+++ Record excerpts +++

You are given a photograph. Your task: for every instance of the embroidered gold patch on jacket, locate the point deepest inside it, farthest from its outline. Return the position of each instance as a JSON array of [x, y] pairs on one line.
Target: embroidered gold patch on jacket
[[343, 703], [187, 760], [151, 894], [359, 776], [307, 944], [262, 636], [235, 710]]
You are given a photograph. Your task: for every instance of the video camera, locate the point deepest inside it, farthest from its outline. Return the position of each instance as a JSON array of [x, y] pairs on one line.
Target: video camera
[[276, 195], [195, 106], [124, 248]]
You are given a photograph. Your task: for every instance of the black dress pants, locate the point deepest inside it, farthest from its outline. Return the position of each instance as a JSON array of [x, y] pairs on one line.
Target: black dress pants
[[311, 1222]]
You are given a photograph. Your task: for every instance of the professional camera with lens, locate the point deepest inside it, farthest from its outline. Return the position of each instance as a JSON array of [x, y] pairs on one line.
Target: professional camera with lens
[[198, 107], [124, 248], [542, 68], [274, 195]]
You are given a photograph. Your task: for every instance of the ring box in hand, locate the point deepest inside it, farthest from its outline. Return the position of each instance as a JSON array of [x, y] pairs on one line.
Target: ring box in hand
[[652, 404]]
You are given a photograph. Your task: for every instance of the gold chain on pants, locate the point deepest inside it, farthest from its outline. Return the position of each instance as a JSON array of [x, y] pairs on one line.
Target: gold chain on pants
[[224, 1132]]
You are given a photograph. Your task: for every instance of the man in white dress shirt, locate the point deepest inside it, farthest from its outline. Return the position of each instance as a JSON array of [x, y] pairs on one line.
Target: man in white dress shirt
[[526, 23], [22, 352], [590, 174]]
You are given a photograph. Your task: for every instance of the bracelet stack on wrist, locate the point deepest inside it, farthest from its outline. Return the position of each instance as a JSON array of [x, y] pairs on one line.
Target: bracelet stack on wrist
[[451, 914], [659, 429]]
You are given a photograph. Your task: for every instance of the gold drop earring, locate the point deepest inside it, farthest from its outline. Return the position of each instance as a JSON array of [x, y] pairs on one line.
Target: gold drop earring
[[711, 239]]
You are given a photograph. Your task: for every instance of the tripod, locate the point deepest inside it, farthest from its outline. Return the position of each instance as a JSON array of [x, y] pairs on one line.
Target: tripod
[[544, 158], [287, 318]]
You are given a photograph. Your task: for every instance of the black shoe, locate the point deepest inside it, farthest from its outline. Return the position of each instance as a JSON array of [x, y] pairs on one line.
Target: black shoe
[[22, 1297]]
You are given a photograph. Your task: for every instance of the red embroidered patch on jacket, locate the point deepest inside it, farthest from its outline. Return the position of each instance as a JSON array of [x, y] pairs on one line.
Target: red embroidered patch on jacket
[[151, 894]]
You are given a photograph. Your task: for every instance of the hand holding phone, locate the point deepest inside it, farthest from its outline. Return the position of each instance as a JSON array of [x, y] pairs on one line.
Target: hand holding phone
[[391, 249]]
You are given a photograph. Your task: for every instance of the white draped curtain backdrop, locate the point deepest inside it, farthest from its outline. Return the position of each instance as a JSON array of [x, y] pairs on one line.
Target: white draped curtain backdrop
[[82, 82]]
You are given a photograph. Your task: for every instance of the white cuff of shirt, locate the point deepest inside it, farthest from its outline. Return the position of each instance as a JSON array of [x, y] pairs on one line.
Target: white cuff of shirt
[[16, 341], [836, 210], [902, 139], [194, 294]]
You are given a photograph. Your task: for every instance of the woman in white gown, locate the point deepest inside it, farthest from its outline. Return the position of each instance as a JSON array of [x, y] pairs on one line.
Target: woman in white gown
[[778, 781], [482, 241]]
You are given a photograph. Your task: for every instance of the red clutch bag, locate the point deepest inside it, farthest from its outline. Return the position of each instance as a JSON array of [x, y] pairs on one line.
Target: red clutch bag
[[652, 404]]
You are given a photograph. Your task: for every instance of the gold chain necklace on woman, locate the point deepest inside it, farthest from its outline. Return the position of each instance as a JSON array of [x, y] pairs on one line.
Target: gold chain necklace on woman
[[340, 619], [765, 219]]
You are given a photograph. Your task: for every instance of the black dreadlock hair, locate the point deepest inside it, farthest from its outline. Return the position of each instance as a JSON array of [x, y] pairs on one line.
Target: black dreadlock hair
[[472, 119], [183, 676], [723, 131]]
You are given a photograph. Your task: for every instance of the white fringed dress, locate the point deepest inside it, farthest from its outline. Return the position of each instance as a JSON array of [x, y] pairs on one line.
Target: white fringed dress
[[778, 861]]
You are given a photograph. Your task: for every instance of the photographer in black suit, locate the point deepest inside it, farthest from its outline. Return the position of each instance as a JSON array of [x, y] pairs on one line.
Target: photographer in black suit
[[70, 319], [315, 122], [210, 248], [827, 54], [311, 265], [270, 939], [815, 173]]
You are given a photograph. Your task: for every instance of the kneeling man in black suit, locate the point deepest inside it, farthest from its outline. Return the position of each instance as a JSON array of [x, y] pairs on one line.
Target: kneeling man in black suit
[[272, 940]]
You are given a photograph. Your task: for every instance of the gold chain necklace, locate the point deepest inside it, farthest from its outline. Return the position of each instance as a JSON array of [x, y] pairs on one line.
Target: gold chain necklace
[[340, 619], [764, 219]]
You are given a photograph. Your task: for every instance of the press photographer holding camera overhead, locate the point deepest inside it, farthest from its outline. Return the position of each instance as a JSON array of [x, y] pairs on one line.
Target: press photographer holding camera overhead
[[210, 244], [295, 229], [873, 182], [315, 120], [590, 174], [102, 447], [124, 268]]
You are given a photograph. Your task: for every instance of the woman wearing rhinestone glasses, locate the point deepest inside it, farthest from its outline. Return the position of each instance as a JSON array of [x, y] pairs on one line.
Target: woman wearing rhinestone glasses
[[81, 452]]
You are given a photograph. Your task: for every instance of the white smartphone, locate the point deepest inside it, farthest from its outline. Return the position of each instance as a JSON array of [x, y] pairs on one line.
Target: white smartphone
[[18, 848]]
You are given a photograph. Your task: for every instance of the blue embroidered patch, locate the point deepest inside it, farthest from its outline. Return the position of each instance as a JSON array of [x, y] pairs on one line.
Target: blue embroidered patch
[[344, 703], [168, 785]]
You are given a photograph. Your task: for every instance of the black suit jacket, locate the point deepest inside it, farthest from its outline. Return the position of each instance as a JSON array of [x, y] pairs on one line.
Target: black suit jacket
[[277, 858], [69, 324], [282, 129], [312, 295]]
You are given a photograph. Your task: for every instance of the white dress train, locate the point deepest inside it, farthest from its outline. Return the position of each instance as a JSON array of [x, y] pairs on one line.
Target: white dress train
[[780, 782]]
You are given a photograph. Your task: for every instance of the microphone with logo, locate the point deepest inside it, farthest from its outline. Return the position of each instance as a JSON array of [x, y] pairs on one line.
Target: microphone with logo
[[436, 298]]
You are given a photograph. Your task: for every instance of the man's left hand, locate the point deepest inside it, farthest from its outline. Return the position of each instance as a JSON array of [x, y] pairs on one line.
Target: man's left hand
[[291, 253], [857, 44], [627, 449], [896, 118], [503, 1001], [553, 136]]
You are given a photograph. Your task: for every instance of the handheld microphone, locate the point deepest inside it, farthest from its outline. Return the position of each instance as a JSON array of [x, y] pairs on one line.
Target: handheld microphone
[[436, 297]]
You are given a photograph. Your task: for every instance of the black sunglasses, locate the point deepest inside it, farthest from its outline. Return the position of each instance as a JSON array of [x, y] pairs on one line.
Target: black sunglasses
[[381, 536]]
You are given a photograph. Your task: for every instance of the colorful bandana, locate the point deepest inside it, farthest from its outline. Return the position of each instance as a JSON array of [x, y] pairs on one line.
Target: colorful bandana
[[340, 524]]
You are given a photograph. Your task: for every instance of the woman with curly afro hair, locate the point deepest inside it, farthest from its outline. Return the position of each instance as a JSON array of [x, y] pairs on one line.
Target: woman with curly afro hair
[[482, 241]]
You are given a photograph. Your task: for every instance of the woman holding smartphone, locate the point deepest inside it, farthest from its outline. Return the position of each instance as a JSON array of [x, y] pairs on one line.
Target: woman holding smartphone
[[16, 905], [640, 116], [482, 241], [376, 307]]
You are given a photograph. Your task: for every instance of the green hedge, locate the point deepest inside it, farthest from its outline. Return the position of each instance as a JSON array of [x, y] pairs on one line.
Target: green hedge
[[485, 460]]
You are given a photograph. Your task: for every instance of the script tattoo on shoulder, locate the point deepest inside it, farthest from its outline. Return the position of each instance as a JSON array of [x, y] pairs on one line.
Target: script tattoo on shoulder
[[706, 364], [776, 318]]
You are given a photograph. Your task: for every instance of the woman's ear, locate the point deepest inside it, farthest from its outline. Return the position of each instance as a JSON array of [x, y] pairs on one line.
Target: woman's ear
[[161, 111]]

+++

-- Problem to work on --
Take the line above containing "Target: blue embroidered patch", the line containing "the black suit", and all lines in between, and copy them exactly without anything else.

-- Reply to the exercise --
Target: blue embroidered patch
[[344, 703], [168, 785]]
You are given a photograph. Your task: for every instance of the black suit jacket, locate the point deepest inside it, farthest from its outline. Return the position of each instance as a JSON array of [x, y] pairs on one line.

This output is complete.